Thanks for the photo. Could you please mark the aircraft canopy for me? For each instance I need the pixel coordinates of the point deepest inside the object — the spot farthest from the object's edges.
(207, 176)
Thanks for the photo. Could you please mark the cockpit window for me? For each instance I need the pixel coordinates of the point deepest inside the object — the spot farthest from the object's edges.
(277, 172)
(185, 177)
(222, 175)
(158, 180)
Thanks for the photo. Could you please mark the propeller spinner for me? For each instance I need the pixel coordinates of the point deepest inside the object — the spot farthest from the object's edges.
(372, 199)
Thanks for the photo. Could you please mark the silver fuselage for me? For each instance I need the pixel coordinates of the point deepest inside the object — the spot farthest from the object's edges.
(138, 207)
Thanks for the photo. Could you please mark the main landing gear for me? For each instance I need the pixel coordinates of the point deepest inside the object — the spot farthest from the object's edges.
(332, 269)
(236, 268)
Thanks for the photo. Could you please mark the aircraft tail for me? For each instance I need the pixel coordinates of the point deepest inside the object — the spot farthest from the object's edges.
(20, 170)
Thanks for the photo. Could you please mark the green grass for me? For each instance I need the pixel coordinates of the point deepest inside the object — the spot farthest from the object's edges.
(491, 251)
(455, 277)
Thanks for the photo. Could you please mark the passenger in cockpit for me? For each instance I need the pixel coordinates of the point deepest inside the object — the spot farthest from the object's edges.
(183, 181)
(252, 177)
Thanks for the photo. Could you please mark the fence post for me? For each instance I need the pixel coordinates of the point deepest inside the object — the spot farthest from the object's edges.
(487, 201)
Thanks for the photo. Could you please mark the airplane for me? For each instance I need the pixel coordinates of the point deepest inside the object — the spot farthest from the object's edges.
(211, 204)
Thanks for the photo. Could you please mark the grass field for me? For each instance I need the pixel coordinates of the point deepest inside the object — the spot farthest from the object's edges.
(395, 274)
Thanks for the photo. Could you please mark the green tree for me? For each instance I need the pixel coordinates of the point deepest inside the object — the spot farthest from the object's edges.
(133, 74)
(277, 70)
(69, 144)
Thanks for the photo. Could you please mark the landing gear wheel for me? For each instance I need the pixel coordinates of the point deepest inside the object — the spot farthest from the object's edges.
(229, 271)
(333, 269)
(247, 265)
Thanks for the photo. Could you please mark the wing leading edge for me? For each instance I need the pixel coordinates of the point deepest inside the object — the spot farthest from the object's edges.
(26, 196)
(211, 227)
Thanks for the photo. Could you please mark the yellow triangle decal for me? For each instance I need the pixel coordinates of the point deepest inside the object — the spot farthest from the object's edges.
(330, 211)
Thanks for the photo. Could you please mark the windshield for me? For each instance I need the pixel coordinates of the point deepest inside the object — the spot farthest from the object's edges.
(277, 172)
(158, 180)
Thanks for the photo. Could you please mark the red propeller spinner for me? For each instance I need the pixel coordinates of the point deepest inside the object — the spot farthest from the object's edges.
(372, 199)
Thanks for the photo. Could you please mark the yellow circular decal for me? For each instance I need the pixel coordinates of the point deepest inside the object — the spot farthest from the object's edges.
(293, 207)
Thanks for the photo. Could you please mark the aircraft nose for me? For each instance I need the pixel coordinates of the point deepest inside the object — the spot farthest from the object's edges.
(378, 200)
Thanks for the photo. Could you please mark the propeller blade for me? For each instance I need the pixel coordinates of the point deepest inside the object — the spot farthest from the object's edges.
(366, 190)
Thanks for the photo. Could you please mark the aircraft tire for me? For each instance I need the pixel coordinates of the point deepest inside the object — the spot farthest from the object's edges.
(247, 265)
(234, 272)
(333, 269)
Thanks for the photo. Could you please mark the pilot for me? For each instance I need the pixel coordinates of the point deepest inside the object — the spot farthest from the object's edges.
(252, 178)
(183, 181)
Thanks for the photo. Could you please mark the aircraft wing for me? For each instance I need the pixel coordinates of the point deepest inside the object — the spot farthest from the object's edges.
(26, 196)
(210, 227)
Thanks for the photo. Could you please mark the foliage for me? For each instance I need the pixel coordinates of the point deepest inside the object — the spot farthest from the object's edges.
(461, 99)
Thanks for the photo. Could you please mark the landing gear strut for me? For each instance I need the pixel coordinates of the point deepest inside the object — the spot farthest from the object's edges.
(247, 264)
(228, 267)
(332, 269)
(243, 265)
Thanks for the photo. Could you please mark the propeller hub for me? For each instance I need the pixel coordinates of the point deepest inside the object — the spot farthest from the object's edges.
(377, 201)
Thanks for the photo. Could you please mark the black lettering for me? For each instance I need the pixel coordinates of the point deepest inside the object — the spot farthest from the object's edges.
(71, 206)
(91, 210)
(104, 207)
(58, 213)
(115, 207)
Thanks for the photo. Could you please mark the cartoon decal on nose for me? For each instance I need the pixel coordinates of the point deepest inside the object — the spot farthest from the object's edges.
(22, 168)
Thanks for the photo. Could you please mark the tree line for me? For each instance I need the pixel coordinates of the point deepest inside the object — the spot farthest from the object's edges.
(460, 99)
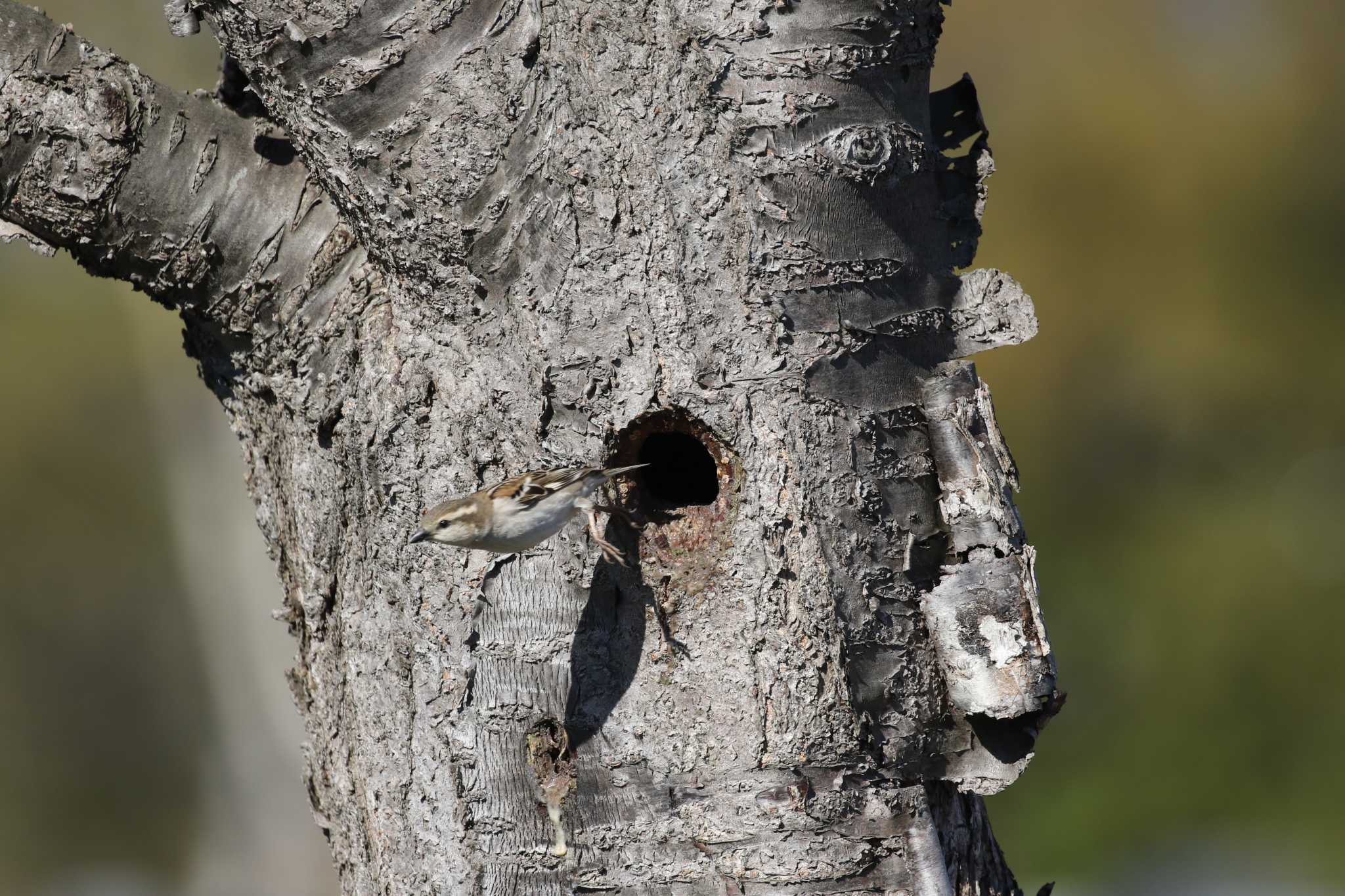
• • • • •
--- Task brief ---
Could the listing above be transcribed exactly, with the pictures left out?

--- Response for this exercise ---
Thanks for the photo. Could you please mark the aircraft canopy for me? For each instance I need the pixel coordinates of the point deepest inside the object — the spot farthest from the object's edges.
(207, 176)
Thanks for the photo. Could you please mark the cockpit window for me? For each instance I need the pixel coordinates of the point deepest inside the object — the spot farthest from the object's edges.
(277, 172)
(185, 177)
(222, 175)
(158, 180)
Thanks for the photo. Could you please mark the propeller spinner for me? For each instance I need the pixel coordinates of the point deepest inside the object — the spot farthest from the object's edges.
(372, 199)
Thanks for the photo. Could you please mark the silver fuselage for me? For each instance I need the pixel coordinates of the point deepest inside the object — the spot farthest from the object's edges.
(138, 207)
Thanks for the photo. Could you please mark the main landing gear for me? For each instance I need the pixel coordinates of the point deepest inside the object — the spot farthest from the object's edges.
(332, 269)
(236, 268)
Thanks for the photo. Could you please mark the aircraft tail for me? For each instance I need the pixel coordinates of the point deepest inside the object — the spot farthest from the object's edges.
(20, 170)
Thanks for the photo. Could you please mark the green grass for me? For each instance I need the pixel coordinates of the point deepest inside the object — the spot farthest from the object's edges.
(491, 251)
(455, 277)
Thanks for the photo. Could you please mark the passenger in cockpit for me? For each instance I need the pixel coordinates of the point deepest inside the object — the spot farthest from the object's edges.
(183, 181)
(252, 177)
Thanks for the photo. Could you please mark the fence post for me? For each instance I need the pixel coordinates of the point deepest inside the object — the spot farthest from the object's edges.
(487, 201)
Thanks for the photo. Could you please mark the airplane for me? For each instance I need the pixel coordinates of the point deepest inside the object — the spot farthest from the object's edges.
(211, 204)
Thanks for the photo. Could you please mark the grass field for me? For each instance I need the pixel coordinates of the point deepest inside the object — the spot farthest from the object's edges.
(395, 274)
Thanks for the photo. Could you please mark the green tree for me? For each instance I need the pixel coordinates of the point deepest inside the object — the spot farthest from the object's edges.
(133, 74)
(277, 70)
(69, 144)
Thanks for the photo. Could you please mark the landing gear wheel for me? For each instance I need the pixel coordinates of the point deepest inside the object — the spot farthest from the object's edges.
(229, 271)
(333, 269)
(247, 265)
Thanks for the photo. Could you please mark the wing leading edge for me? For each instance I need the pixel coordinates of the point deepest inside the object — the spot farthest from the object's edges.
(26, 196)
(211, 227)
Thanks for the photo. Could you please mark the yellow triangle decal for me? For each instance I need the pixel coordinates of the point deepest inside the object — the spot farthest from the object's edges.
(330, 211)
Thanks for the photo. Could you please mark the windshield for me? For each instance I need the pixel coordinates of the point deepest inside the object — the spot farthest from the object's edges.
(277, 172)
(158, 180)
Thanks for the photo. Could you please mark the red propeller spinner for me? For each instance I need the pixel coordinates of the point deepest inside the object — the spot farthest from the object's edges.
(372, 199)
Thanks for the photo. Could you please mark the yellow circular decal for me? For each instance I need the pixel coordinates of the point deepest inside the object — the spot farthest from the object's edges.
(293, 207)
Thanks for the photo. Could you please mark the aircraft nose for me? For each instance I need the pixel coordinates of the point deepest inside the object — the spot farthest from the object's edges.
(378, 200)
Thanks for the photo. Could you please mark the propeller blade for me? For each instance I need the pixel coordinates of the point deepest inside the object — the spot farthest from the object's edges.
(366, 190)
Thanks for the photo. Could you please mark the aircraft tire for me? For each instance I need the pixel coordinates of the point deepest inside the object — the spot farthest from the object's edges.
(247, 265)
(234, 272)
(333, 269)
Thanks for the photo. Could you please mark the pilot for me? For each instance I need the pixel coordinates of the point deepest inside the object — the spot farthest from the object's edges.
(252, 178)
(183, 181)
Thanks for the photo. Could you please mark the aircraft wing for me? For each instance I need the pixel coordinates of the point deepest inside the object — the spot farthest from the object's edges.
(26, 196)
(210, 227)
Thanks for the photo. Could you please mark the foliage for me? For each instance I need the pixel coordinates of the point deepest inside the object — the spot farthest from the object's edges.
(461, 99)
Thanks for the photo. Could you please mark the landing gear strut for me? For each instance I need the pixel coordinates of the point deepest inside the object — the spot farthest from the object's edges.
(247, 264)
(228, 267)
(332, 269)
(243, 265)
Thanks for the photo. Could you please mark the propeller hub for me? For each instance I need the pixel coordinates of the point deepest inside the object — the spot farthest from the object's edges.
(377, 201)
Thanks for the photo. Could you please mark the black lettering for me? For each instance I need the pixel coordinates of the point deepest inside the object — the spot farthest from the object's edges.
(71, 206)
(91, 210)
(104, 207)
(58, 213)
(115, 207)
Thanks for the photo. Could you please mark the cartoon decal on nose for me? For each instance I need the pixel coordinates of the point deepest inside the object — the spot farthest from the object's edges.
(22, 168)
Thanks for the photo. Could you please mark the tree line for me? For each instance I need the pixel coordinates of the point deepest inside the object — the spot farthest from the object's edges.
(460, 99)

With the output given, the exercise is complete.